5-Methyl-3,4-methylenedioxyamphetamine (5-Methyl-MDA) is an entactogen and psychedelic designer drug of the amphetamine class. It is a ring-methylated homologue of MDA and a structural isomer of MDMA.

Effects and research

Drug discrimination studies showed that 5-methyl-MDA substitutes for MDA, MMAI, and LSD, but not amphetamine, suggesting that it produces a mix of entactogen and hallucinogenic effects without any stimulant effects.

5-Methyl-MDA acts as a selective serotonin releasing agent (SSRA) with IC50 values of 107nM, 11,600nM, and 1,494nM for serotonin, dopamine, and norepinephrine efflux. It is over 5 times more potent than MDA in vitro assays, with a suitable active dose possibly in vivo being around 15–25 mg. Subsequent testing in vivo, however, has found that it is not as potent as once thought and is active at at least 100 mg. 2-Methyl-MDA is also much more potent than MDA, but is not quite as potent as 5-methyl-MDA. 6-methyl-MDMA (also known as Madam-6) is mostly inactive, likely due to steric hindrance.

_Directions:_
1. Update the 5-Methyl-MDA passage, starting at the words "5-Methyl-3,4-methylenedioxyamphetamine (5-Methyl-MDA) is" and stopping after "any stimulant effects.": write that stretch out again with each "entactogen" swapped for "empathogen".
2. Answer these from the 5-Methyl-MDA passage:
(a) Of which drug is 5-methyl-MDA a structural isomer?
(b) In drug discrimination studies, which drug did 5-methyl-MDA not substitute for?
(c) What other name does 6-methyl-MDMA go by?
Work only from the 5-Methyl-MDA passage.

_Entries supplied:_
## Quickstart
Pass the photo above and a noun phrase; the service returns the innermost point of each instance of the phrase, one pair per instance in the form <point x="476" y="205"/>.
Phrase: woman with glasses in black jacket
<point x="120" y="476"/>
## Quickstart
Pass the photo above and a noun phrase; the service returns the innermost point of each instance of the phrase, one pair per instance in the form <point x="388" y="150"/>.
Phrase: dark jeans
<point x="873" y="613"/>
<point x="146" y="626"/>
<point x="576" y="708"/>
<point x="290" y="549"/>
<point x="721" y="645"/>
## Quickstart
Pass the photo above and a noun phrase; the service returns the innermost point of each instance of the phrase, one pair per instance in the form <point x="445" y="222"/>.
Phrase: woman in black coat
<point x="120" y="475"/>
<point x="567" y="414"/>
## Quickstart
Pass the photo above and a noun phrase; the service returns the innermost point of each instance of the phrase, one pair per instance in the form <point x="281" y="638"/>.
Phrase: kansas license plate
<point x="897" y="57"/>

_Answers by item number:_
1.
5-Methyl-3,4-methylenedioxyamphetamine (5-Methyl-MDA) is an empathogen and psychedelic designer drug of the amphetamine class. It is a ring-methylated homologue of MDA and a structural isomer of MDMA.

Effects and research

Drug discrimination studies showed that 5-methyl-MDA substitutes for MDA, MMAI, and LSD, but not amphetamine, suggesting that it produces a mix of empathogen and hallucinogenic effects without any stimulant effects.

2.
(a) MDMA
(b) Amphetamine
(c) Madam-6